- **AIM OF THE TASK**
Write the material out again exactly as it stands.

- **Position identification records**

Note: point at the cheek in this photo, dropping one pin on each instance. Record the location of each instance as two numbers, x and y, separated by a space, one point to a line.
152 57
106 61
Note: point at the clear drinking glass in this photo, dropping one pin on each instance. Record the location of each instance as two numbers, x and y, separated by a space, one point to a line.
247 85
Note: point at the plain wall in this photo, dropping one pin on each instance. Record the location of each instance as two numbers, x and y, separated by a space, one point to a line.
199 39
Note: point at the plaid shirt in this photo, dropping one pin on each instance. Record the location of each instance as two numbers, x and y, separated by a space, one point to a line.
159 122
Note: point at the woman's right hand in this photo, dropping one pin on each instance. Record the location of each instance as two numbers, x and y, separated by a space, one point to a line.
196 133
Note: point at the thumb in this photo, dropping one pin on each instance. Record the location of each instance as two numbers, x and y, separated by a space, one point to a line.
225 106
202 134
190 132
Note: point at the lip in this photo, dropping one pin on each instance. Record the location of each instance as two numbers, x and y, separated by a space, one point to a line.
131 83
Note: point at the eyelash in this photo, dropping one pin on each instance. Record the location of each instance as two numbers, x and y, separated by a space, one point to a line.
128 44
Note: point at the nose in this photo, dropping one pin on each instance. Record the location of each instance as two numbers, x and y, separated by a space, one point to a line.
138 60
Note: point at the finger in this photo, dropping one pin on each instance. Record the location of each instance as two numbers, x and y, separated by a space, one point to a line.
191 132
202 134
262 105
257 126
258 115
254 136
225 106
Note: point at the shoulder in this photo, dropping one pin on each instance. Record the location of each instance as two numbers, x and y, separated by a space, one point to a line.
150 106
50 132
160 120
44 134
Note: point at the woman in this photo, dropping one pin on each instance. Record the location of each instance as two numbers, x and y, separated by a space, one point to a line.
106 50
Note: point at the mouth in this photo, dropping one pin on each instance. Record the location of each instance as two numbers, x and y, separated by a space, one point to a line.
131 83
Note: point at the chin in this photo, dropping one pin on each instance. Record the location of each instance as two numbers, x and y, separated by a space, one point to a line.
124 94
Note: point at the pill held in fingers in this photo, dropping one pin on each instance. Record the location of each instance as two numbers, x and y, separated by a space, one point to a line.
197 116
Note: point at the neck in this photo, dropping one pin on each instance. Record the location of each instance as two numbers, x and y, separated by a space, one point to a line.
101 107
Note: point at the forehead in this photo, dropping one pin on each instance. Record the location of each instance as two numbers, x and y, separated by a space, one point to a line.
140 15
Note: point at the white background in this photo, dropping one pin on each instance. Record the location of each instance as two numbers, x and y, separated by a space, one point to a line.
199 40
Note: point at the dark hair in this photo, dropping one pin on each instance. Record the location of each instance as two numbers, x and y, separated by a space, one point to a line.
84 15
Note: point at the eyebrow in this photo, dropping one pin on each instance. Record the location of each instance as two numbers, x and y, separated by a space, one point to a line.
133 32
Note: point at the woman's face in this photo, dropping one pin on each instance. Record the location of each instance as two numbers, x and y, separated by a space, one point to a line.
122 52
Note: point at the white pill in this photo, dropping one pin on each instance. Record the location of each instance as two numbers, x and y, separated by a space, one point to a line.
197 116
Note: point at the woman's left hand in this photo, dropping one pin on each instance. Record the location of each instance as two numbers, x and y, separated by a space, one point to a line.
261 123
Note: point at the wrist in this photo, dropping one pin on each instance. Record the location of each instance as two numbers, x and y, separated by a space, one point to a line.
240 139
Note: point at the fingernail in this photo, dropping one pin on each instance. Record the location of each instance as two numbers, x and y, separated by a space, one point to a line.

- **TASK OUTPUT**
Note: point at the cheek in this photo, dropping one pin on each instance. Record the location of each instance as two numbers, x and y, separated by a space, one point to a line.
152 57
106 61
Note: point at the clear drinking glass in this photo, dropping one pin on each instance. Record the location of each instance as two numbers, x and y, separated by a space, one point to a line.
247 85
Note: point at the plain wall in this photo, dropping one pin on each instance. Record the location of each instance as two numbers, x and y, separated by a space, one point to a line.
199 39
Note: point at the plaid shirt in this photo, dropping one pin on each instance. Record the location of each instance as two numbers, x and y, separated by a space, one point to a line.
159 122
Note: point at the woman's right hand in this photo, dropping one pin on each instance. Record the location of each instance as two numbers, x and y, separated by a space, one point to a line.
196 133
Note: point at the thumb in this photo, dropping one pin on each instance. Record the location of each instance as two numbers, x and y, separated by a space, one point to a line.
225 106
202 134
190 132
Note: point at the lip in this photo, dropping one pin on each instance. Record the location of each instance as two numbers, x and y, separated by a space, one point to a line.
131 83
Note: point at the eyelash in this photo, dropping one pin on each instance. Record the location of each instance as two numbers, x and y, separated by a space, one point to a line.
128 44
Note: point at the nose in this photo, dropping one pin on each instance. Record the location of each instance as two numbers, x and y, separated by a space, one point to a line.
138 60
Note: point at the finger in this photo, dropping one pin on each instance. Record the location of each instance as two numbers, x and y, separated by a space, one point to a line.
191 132
202 134
262 105
257 126
258 115
254 136
225 106
Note: point at the shoulder in this photo, dropping one pin on each instance. Record the location of each instance as two numbers, x and y, separated by a space, one point to a line.
150 106
50 132
160 120
44 134
Note: point at the woman in this photo, dropping one pin on each instance. Record the location of each instance as two numbers, x and y, separated by a space, one point to a line.
106 50
Note: point at the mouth in this photo, dropping one pin on each instance. Record the location of each instance as two numbers, x and y, separated by a space, one point to a line.
131 83
Note: point at the chin in this photo, dropping one pin on each instance. Record the location of each instance as two numbers, x and y, separated by a space, one point to a line.
124 94
Note: point at the pill held in fingers in this photo, dropping one pin on each instance. Record the location of each instance as two numbers, x and y, separated by a space, one point to a line.
197 116
Note: point at the neck in this photo, dropping one pin on each instance. Record the location of each instance as two numbers, x and y, separated by a space, one point to a line.
101 107
Note: point at the forehead in this photo, dropping one pin on each instance. Record the location of each instance as two numbers, x and y, separated by a space, one point to a line.
140 15
Note: point at the white background in this photo, dropping one pin on each instance. Record the location of each instance as two numbers, x and y, separated by a space, one point to a line.
199 40
Note: point at the dark hair in this photo, dropping one pin on each instance. Record the location of each instance as two numbers, x and y, separated by a space, one point to a line.
84 15
Note: point at the eyebrow in this photo, dropping one pin on each instance. Record the location of each instance as two numbers, x and y, separated by a space, one point to a line.
133 32
Note: point at the woman's face in this photo, dropping one pin on each instance. Record the location of each instance as two numbers, x and y, separated by a space, one point to a line.
122 52
Note: point at the white pill in this photo, dropping one pin on each instance. Record the location of each instance as two numbers, x and y, separated by a space, one point to a line.
197 116
Note: point at the woman's left hand in this photo, dropping one pin on each instance. Record the location of each instance as two numbers, x and y, separated by a space, one point to a line.
261 123
Note: point at the wrist in this photo, dropping one pin on each instance. Record the location of each instance as two numbers, x and y, separated by a space, one point to a line.
240 139
Note: point at the fingernail in this photo, dropping one pin on each instance. Record the location of each instance as two numbers, x and y, separated by a space, one point to a line.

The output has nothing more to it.